_Directive_: Repeat the records word for word, excluding any picture.

_Entries_:
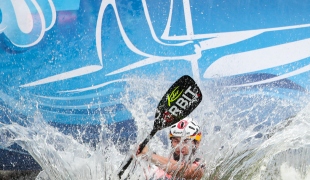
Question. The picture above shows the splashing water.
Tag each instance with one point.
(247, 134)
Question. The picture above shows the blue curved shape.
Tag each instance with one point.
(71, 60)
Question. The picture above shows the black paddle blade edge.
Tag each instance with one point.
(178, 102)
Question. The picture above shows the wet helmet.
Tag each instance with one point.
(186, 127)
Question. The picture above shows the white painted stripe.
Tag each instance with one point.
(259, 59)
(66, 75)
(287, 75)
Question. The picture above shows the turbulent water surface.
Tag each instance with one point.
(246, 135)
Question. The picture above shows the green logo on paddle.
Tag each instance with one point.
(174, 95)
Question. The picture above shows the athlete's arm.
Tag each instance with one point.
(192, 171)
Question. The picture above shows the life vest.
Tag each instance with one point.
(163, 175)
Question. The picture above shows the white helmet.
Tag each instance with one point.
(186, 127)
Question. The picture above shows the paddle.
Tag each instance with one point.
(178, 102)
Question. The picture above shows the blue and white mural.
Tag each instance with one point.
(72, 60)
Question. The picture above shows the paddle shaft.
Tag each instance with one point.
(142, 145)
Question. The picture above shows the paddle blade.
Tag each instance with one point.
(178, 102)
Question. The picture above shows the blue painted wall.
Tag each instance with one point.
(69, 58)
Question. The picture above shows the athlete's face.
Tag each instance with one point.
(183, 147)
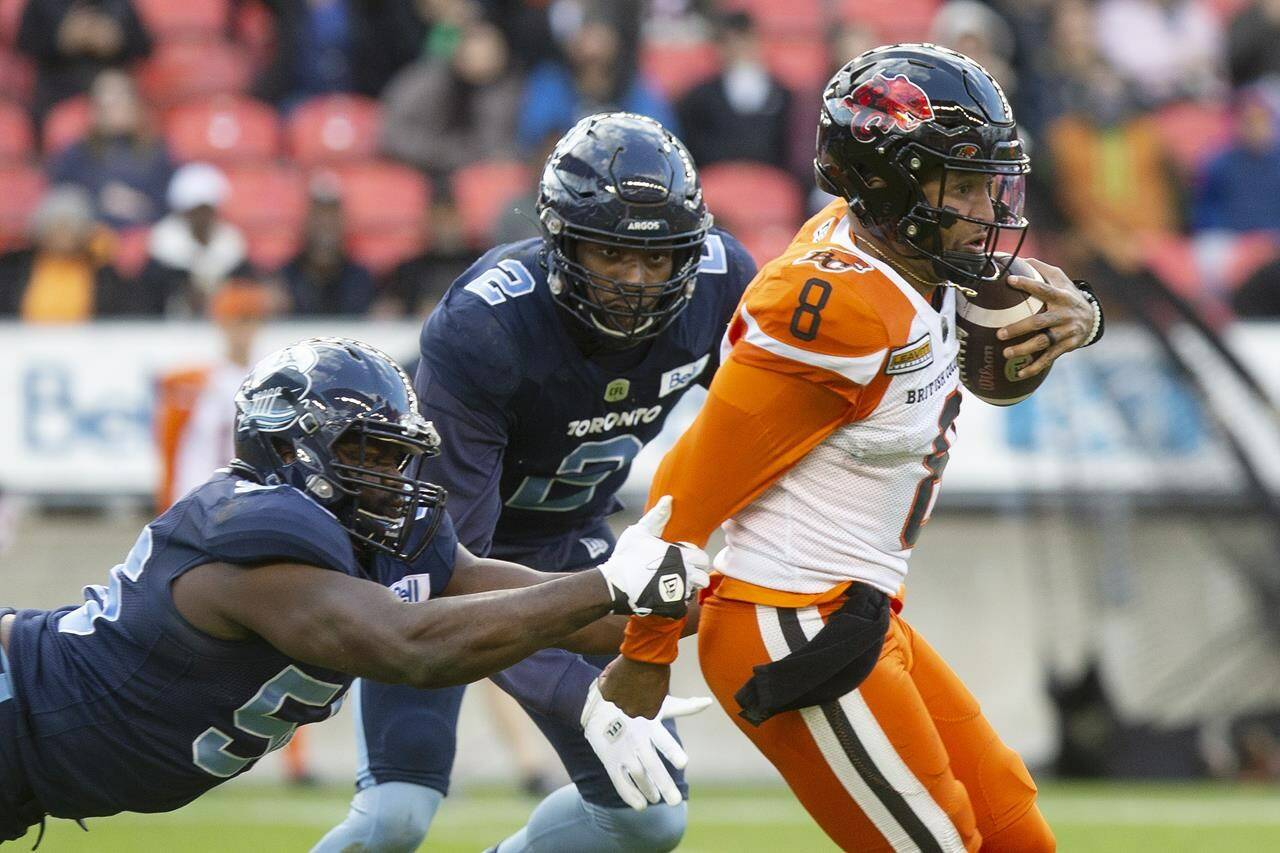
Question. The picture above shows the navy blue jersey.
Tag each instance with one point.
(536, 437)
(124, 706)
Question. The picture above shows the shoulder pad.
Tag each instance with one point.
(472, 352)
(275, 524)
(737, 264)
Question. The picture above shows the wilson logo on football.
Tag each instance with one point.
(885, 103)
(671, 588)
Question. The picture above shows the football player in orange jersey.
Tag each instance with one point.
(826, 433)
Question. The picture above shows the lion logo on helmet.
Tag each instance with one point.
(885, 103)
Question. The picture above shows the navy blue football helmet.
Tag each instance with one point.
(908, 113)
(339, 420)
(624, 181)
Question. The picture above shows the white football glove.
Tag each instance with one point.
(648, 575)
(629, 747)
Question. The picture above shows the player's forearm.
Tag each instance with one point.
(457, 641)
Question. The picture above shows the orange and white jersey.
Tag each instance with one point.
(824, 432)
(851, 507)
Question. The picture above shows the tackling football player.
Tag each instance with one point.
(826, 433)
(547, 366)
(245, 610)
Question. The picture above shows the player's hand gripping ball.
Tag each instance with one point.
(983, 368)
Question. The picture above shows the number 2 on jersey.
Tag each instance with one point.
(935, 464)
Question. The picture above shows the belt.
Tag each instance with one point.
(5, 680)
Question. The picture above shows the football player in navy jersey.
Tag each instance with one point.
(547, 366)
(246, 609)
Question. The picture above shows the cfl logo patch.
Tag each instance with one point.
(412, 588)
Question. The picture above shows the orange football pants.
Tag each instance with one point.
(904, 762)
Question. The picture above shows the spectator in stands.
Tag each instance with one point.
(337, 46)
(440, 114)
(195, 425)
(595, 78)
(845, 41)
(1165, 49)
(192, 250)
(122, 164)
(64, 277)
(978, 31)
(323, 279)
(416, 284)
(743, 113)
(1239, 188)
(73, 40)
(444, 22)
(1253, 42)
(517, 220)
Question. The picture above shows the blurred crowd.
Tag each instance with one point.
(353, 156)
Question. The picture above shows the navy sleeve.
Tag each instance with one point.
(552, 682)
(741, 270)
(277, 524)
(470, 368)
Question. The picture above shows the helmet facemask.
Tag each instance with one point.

_Answer to this exercise_:
Question. The picture above shows the splashing water.
Tag each instance with one point.
(247, 134)
Question. The picture above shows the blue curved shape.
Tag each instance with one point.
(71, 60)
Question. The picture above shows the black paddle blade edge.
Tag each instance with one point.
(178, 102)
Question. The picture above shows the wet helmet.
Tag each instance with one point.
(186, 127)
Question. The picture above shows the white painted stripe.
Tag each instance with one point.
(259, 59)
(66, 75)
(287, 75)
Question. The picture above shows the turbulent water surface.
Tag each instance with one point.
(246, 135)
Question. The picture above shows the green logo on paddle.
Tag each instance with one point.
(174, 95)
Question. The picture above shows the athlete's arm.
Tag each instance with one point.
(192, 171)
Question. The picture above shows the life vest.
Tag each instance with one point.
(163, 175)
Question. The picture above shows the white helmet.
Tag each instance with one point.
(186, 127)
Question. The picture above shows the paddle.
Tag each instance with one point.
(178, 102)
Question. The picture above shows the blue and white mural.
Tag each instance with one point.
(72, 60)
Question. The picture above shows the paddle shaft.
Tag each instance with one point.
(142, 145)
Question. The picture above shows the paddle blade.
Tag each instance with one point.
(178, 102)
Question. The picture above shows the blue painted wall.
Tag each instance with one point.
(69, 58)
Question. The picture above shows the athlete's face.
Tag each instance with one point.
(183, 147)
Question. The picture above shows the navy blue jersey.
Tag each instance with one point.
(536, 437)
(124, 706)
Question. The picture above shows the shoulder pad.
Tag each instance with one point.
(472, 352)
(275, 524)
(737, 264)
Question. The picture above shows the wilson logo on football.
Tag each instance with one point.
(885, 103)
(671, 588)
Question. The picture above shows the football player in orange jersey.
Tag each instance with one point.
(826, 433)
Question. The picture above shows the lion logo on helmet.
Tag each instance with one point.
(885, 103)
Question. The picture above shows the navy blue football helmet.
Tag each instance with one point.
(908, 113)
(339, 420)
(624, 181)
Question. The picture above shows the white football glove.
Tag each instance with one point.
(648, 575)
(629, 747)
Question. The picture above shows the player's forearm.
Tag each instance with one point.
(457, 641)
Question. The picture above shows the orange and white jersey.
Tag each instance with one point.
(824, 432)
(851, 507)
Question. The picture above shows the tackling football player.
Tag each instance with one point.
(826, 433)
(547, 366)
(245, 610)
Question. The picture above shows the player's hand gripping ball.
Tag each instance with one point.
(983, 368)
Question. The picture above shows the number 2 on jersey.
Tag each instance with one point.
(935, 464)
Question. The picture above shows the belt.
Tag each instance with one point.
(5, 680)
Question. The picture above shows the football player in navy jersey.
Tag each instance with one point.
(547, 366)
(246, 609)
Question. The picture above shows the cfl logo patch.
Tag each instance with one point.
(412, 588)
Question. The picture above shows the orange football pants.
Tag each instance with one point.
(904, 762)
Question. The picture above shows the spectator in stands.
Tag each instance with one point.
(337, 46)
(440, 114)
(195, 425)
(595, 78)
(845, 41)
(1165, 49)
(192, 250)
(122, 164)
(64, 277)
(978, 31)
(323, 279)
(416, 284)
(743, 113)
(1239, 188)
(73, 40)
(444, 22)
(1253, 42)
(517, 220)
Question. The picture above shows the blurred crowd.
Tag each instance with one point.
(353, 156)
Question. The picture above shows the navy sleeve.
Tag each instance with one point.
(552, 682)
(741, 270)
(277, 524)
(470, 368)
Question. The picture above shows the helmet facemask.
Tag each instance with one point.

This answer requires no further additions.